### Kutipan Terpilih
—————

Baso Gaya

Tak seorang pun penonton yang melihatnya di dalam lapangan sepak bola. Ternyata bintang tersebut ada di luar lapangan dengan memegang bendera hakim garis. Padahal gayanya sebelum pertandingan dimulai seolah pemain yang sangat tangkas, dan terampil memainkan bola. Orang inilah yang kemudian diberi gelar “Baso Gaya.”

 

----------

PEDOMAN KARYA

Kamis, 29 Agustus 2024

 

Baso Gaya

 

Oleh: Usman Lonta

(Anggota DPRD Sulsel / PAN)

 

Ada sebuah cerita menarik yang bagus dijadikan tamsil dalam Pemilihan Kepala Daerah (Pilkada) serentak tahun ini. Menurut jadwal KPU, bahwa hari Kamis, 29 Agustus 2024, adalah hari terakhir pendaftaran calon kepala daerah serentak seluruh Indonesia.

Dahulu kala, ada seorang ofisial pada pertandingan sepak bola antar-klub di daerah ini. Pada pertandingan antar-klub ini, tampillah seorang ofisial yang bernama Baso Gaya.

Sebelum pertandingan dimulai, Baso Gaya memainkan bola di tengah lapangan. Dengan lincah dia menggoreng bola, melakukan aktraksi layaknya Maradona. Penonton pun bersorak, tepuk tangan, bahkan banyak yang mengira bahwa ini pemain bayaran, yang bakal menjadi pemain terbaik, dan berbagai pujian lainnya.

Singkat cerita, wasit meniup pluit panjang, pertanda bahwa pertandingan segera dimulai. Penonton sudah mulai mengarahkan pandangannya kepada kedua kesebelasan yang telah berhadapan di dalam lapangan sepakbola tersebut.

Tak seorang pun penonton yang melihatnya di dalam lapangan sepak bola. Ternyata bintang tersebut ada di luar lapangan dengan memegang bendera hakim garis. Padahal gayanya sebelum pertandingan dimulai seolah pemain yang sangat tangkas, dan terampil memainkan bola. Orang inilah yang kemudian diberi gelar “Baso Gaya.”

Tamsil atau metafora ini layak menjadi perumpamaan dalam menghadapi Pilkada serentak.  Jika dalam pertandingan sepakbola, memang dari awal tidak ada niatan untuk menjadi pemain karena Baso adalah ofisial, tapi dalam Pilkada serentak mereka yang sudah berbulan-bulan, bahkan bertahun-tahun mempersiapkan supaya mereka ikut bertanding dalam Pilkada serentak ini, di ujung perjalanan tiba-tiba berhenti, tidak melanjutkan perjalanan dengan berbagai alasan.

—————

### Soal Latihan
1. Salin bagian tulisan tentang Baso Gaya yang diawali kata-kata yang memuat "(Anggota DPRD Sulsel" dan diakhiri dengan "bernama Baso Gaya.".
2. Sebutkan semua singkatan yang muncul dalam tulisan tentang Baso Gaya.
3. Teruskan tulisan tentang Baso Gaya dan Pilkada serentak, dimulai sesudah kalimat terakhir yang tercantum.

### Data Tercatat

—————

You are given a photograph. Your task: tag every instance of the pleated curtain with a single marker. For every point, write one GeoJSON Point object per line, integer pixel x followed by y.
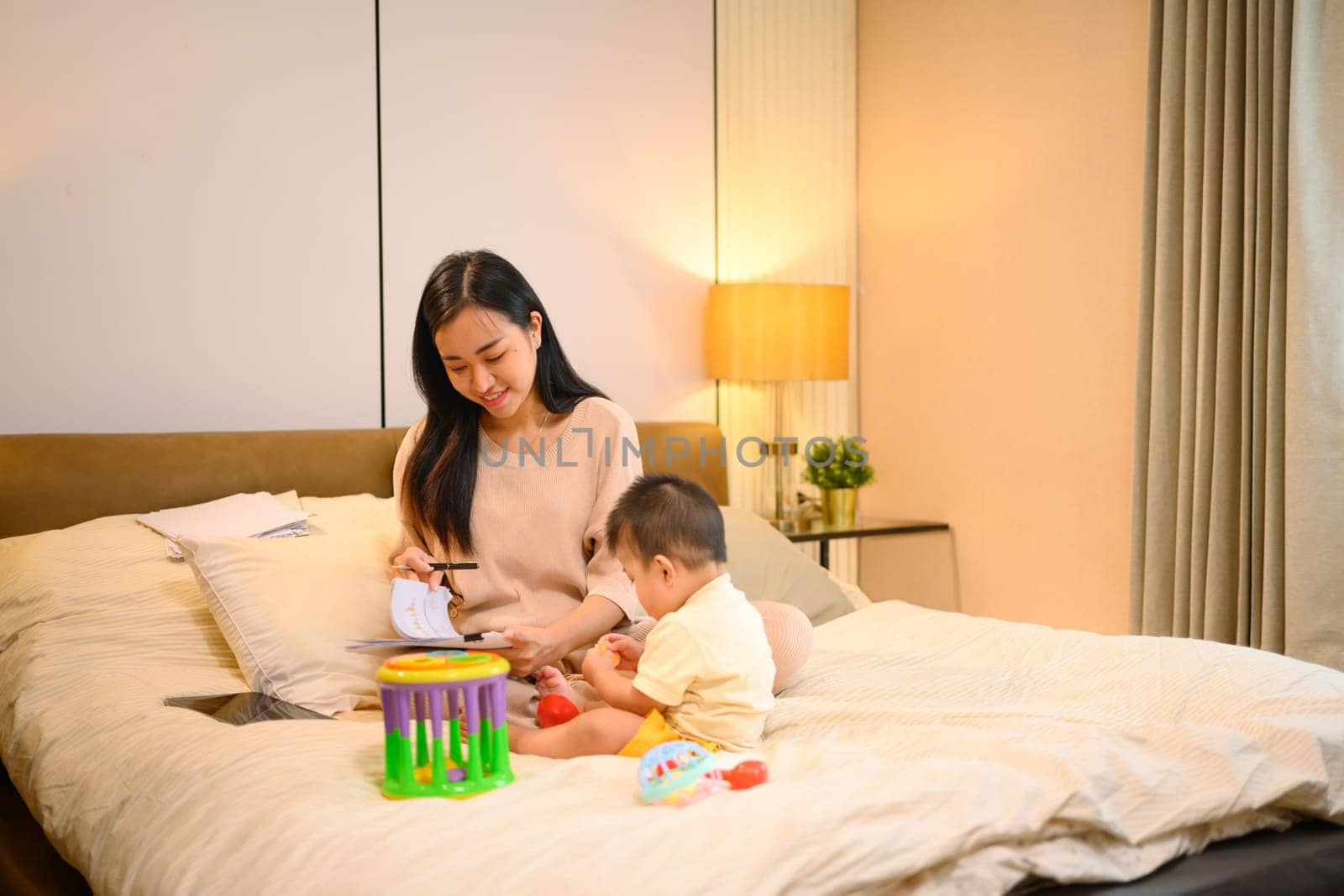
{"type": "Point", "coordinates": [1214, 412]}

—————

### Jawaban
1.
(Anggota DPRD Sulsel / PAN)

 

Ada sebuah cerita menarik yang bagus dijadikan tamsil dalam Pemilihan Kepala Daerah (Pilkada) serentak tahun ini. Menurut jadwal KPU, bahwa hari Kamis, 29 Agustus 2024, adalah hari terakhir pendaftaran calon kepala daerah serentak seluruh Indonesia.

Dahulu kala, ada seorang ofisial pada pertandingan sepak bola antar-klub di daerah ini. Pada pertandingan antar-klub ini, tampillah seorang ofisial yang bernama Baso Gaya.

2. Pilkada, KPU, DPRD, Sulsel, PAN

3.
Ada yang tidak mendapatkan kendaraan politik. Ada yang dibegal partainya. Ada yang tidak didukung oleh elit partainya, lebih mendukung non-partisan yang tidak pernah berkeringat membesarkan partai tersebut, dan berbagai macam alasan untuk menyelamatkan argumentasi  masing-masing.

Barisan Baso Gaya dalam Pilkada serentak menjadi fenomena menarik, bahkan sangat menarik untuk dijadikan penelitian tentang pelembagaan partai politik. Pelembagaan partai politik yang dimaksud adalah adanya kemandirian parpol dalam menentukan calon kepala daerah yang akan didaftarkan ke KPU untuk bertarung dalam Pilkada.

Penelitian ini diharapkan mengungkap kemandirian partai dalam menentukan calon kepala daerah sesuai mekanisme penetapan calon dari partai berdasarkan AD/ART, dan peraturan masing masing-masing partai politik.

Variabel kedua yang ingin diketahui adalah apakah kandidat yang disodorkan sudah sesuai dengan basis pemilih partai yang bersangkutan? Jangan-jangan basis pemilih partai A, menyodorkan kandidat di daerah tersebut yang berasal dari partai B, apalagi jika yang disodorkan tidak berlatar-belakang partai politik, bahkan tidak pernah teruji dalam proses politik elektoral.

Mengakhiri tulisan ini, tirulah mental orang Jepang. Mereka gemar memakai mobil mewah, mereka juga menjadi produsen mobil mewah, tidak sama mental kita, mobil Esemka saja tak kunjung selesai, apalagi mobil mewah. Mental kita sangat gemar naik mobil mewah tapi tak kuasa membuatnya. Mental ini merambah dalam dunia politik. Kita mau naik kendaraan politik saat Pilkada, tapi kita tidak pernah menciptakan kendaraan politik tersebut.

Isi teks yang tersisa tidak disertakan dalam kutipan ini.